# [ФОРМУЛИРОВКА ЗАДАНИЯ]
Перепишите приведенный ниже фрагмент о стихотворениях Зальцмана полностью, не меняя в нем ни слова и ни знака.

# [ФРАГМЕНТ ТЕКСТА]
■ ■ ■ ■

Что касается собственно зауми Зальцмана, сочетающей в себе глоссалалию с элементами автоматического письма, то источником ее нам представляется в первую очередь заумное автоматическое творчество Даниила Хармса [13]. Впрочем и тут, как в случае с влиянием Филонова, Зальцману удается отстоять право на свою территорию, в первую очередь в силу непосредственности и остроты лирического переживания, а также уникального даже для той богатой на эксперименты эпохи сочетания крайнего авангардизма с реалистической основой творчества. Основная функция зауми для него – «пережечь душу», вырвать читателя (и самого автора в процессе письма из традиции «умного» восприятия, обозначить границу в терминах близких Зальцману чинарей – «препятствие») между «тем» и «этим» обликом вещей. Не в последнюю очередь сыграла здесь роль и «живописная» основа мироощущения Зальцмана – от зрительного образа к конкретному воплощению в форме. Ведь фактически все его стихотворения в той или иной степени имеют под собой реальную биографическую основу…
Стихотворения Зальцмана сохранились в двух рукописных беловых списках (общих тетрадях) 1950-х годов [14]. Основным толчком к их составлению послужило, видимо, знакомство Зальцмана с Ириной Николаевной Переселенковой, высоко ценившей литературное творчество и организовавшей, в частности, через С.К. Радзивилл встречу с А.А. Ахматовой. Несмотря на то, что о произведениях Зальцмана в разные годы высоко отзывались Л. Аннинский, О. Иоселиани, Ю. Лотман и др., публикация части литературного наследия художника состоялась спустя почти двадцать лет после его смерти в 1985 году [15]. Сам автор последовательно уклонялся от публикации своих произведений, считая себя художником «второго плана» и иронически относясь к общественному признанию [16]. Читателям данной подборки предоставляется возможность самими решать, оправдана ли была его скромность.

■ ■ ■ ■

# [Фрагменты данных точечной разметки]
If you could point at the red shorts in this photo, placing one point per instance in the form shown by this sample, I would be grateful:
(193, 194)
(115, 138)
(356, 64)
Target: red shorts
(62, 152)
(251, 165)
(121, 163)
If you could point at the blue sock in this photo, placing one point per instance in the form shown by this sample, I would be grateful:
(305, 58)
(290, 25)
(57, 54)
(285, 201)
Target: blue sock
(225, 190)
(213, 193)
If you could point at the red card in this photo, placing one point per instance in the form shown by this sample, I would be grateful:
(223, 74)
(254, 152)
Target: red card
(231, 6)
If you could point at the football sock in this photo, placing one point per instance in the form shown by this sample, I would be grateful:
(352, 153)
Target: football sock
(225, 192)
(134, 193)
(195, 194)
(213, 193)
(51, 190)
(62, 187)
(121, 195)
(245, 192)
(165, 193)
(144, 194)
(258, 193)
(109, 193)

■ ■ ■ ■

# [РЕЗУЛЬТАТ ВЫПОЛНЕНИЯ]
Что касается собственно зауми Зальцмана, сочетающей в себе глоссалалию с элементами автоматического письма, то источником ее нам представляется в первую очередь заумное автоматическое творчество Даниила Хармса [13]. Впрочем и тут, как в случае с влиянием Филонова, Зальцману удается отстоять право на свою территорию, в первую очередь в силу непосредственности и остроты лирического переживания, а также уникального даже для той богатой на эксперименты эпохи сочетания крайнего авангардизма с реалистической основой творчества. Основная функция зауми для него – «пережечь душу», вырвать читателя (и самого автора в процессе письма из традиции «умного» восприятия, обозначить границу в терминах близких Зальцману чинарей – «препятствие») между «тем» и «этим» обликом вещей. Не в последнюю очередь сыграла здесь роль и «живописная» основа мироощущения Зальцмана – от зрительного образа к конкретному воплощению в форме. Ведь фактически все его стихотворения в той или иной степени имеют под собой реальную биографическую основу…
Стихотворения Зальцмана сохранились в двух рукописных беловых списках (общих тетрадях) 1950-х годов [14]. Основным толчком к их составлению послужило, видимо, знакомство Зальцмана с Ириной Николаевной Переселенковой, высоко ценившей литературное творчество и организовавшей, в частности, через С.К. Радзивилл встречу с А.А. Ахматовой. Несмотря на то, что о произведениях Зальцмана в разные годы высоко отзывались Л. Аннинский, О. Иоселиани, Ю. Лотман и др., публикация части литературного наследия художника состоялась спустя почти двадцать лет после его смерти в 1985 году [15]. Сам автор последовательно уклонялся от публикации своих произведений, считая себя художником «второго плана» и иронически относясь к общественному признанию [16]. Читателям данной подборки предоставляется возможность самими решать, оправдана ли была его скромность.